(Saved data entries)
· · · ·
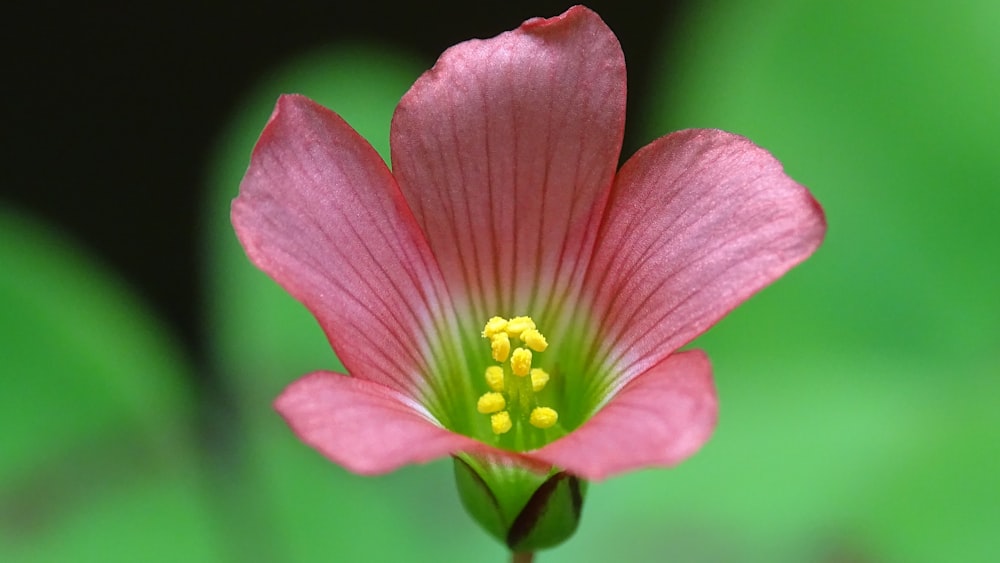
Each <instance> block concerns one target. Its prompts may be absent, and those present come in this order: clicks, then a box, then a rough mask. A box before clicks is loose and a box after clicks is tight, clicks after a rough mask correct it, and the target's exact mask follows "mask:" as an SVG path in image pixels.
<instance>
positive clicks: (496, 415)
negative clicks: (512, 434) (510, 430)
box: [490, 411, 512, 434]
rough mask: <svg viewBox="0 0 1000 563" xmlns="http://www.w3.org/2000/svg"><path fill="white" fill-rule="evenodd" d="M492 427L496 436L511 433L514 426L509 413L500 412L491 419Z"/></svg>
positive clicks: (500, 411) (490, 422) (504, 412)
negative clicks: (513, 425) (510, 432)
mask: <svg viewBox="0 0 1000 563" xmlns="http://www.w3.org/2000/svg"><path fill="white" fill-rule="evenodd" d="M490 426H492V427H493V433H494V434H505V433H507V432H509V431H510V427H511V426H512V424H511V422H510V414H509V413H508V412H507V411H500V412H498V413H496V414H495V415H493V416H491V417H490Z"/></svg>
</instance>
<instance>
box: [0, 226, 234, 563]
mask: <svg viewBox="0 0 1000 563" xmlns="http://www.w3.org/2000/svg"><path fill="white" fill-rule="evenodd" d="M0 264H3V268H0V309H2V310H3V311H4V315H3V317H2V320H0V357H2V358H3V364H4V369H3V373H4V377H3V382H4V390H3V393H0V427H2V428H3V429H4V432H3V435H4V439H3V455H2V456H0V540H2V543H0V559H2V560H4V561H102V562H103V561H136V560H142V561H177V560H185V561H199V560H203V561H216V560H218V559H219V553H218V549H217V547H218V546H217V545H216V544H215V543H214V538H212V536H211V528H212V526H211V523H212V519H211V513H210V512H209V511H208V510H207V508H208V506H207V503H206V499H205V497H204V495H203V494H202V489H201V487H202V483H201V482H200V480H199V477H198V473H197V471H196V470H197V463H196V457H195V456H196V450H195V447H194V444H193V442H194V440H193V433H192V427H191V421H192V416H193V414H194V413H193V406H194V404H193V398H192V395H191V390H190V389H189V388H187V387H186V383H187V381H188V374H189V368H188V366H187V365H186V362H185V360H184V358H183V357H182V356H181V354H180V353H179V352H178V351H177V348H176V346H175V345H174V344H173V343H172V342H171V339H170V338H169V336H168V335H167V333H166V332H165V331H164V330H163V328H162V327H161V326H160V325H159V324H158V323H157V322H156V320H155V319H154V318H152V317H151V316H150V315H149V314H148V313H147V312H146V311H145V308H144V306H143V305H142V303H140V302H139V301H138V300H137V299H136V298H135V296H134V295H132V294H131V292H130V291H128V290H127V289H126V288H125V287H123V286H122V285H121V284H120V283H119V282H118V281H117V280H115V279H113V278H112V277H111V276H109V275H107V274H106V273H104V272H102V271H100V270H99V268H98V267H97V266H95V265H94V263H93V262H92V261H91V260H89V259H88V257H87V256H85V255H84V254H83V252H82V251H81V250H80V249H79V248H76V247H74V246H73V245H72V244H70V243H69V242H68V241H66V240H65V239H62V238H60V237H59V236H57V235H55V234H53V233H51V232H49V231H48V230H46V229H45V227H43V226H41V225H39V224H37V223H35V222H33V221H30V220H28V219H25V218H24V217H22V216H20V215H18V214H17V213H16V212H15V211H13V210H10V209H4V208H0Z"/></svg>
· · · ·
## [EXERCISE DESCRIPTION]
Your answer should be the lines above that contain the word "instance", copied out.

## [OUTPUT BELOW]
Each <instance> block concerns one target. Its prompts may be absent, and those present come in this order: clicks, then a box, then a rough mask. A box before clicks is loose and a box after clicks is tight, clicks after a rough mask correct it, and the target's exact mask follows "mask:" as an SVG path in image pixels.
<instance>
</instance>
<instance>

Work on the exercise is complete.